-- START OF Provided passage --
Belzer: So, are the larger institutions in the position of, ‘We need to move faster,’ or is it that the environment and the political landscape and the court system is pushing for somebody to be able to make a decision faster than what the NCAA can do based on its processes?

Baker: I don’t know. I mean, the court stuff’s been going on for years too. Having been in government, it’s a deliberative body. I’ve said this before, sometimes, it takes two or three trips through the legislature to get folks comfortable with a new idea on practically anything and then to figure out how to get it high enough up on their priority list to actually get it done. I certainly think the NCAA, historically, has been slow to address some of this stuff. But I again come back to the fact that some of that’s about trying to figure out some way how to think about everybody as sort of being the same. When the playing fields – for the most part – are the same size, there are some real similarities that do exist across all three divisions and within divisions. But then when you get into some of these other issues about scale and capacity, we really should be thinking differently.
-- END OF Provided passage --
-- START OF Collected material --
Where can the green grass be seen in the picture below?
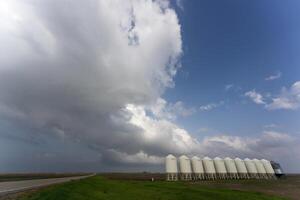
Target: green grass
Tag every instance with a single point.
-- END OF Collected material --
In the interview excerpt, how many trips through the legislature does Baker say it sometimes takes to get people comfortable with a new idea?

Solution for this problem: Two or three trips.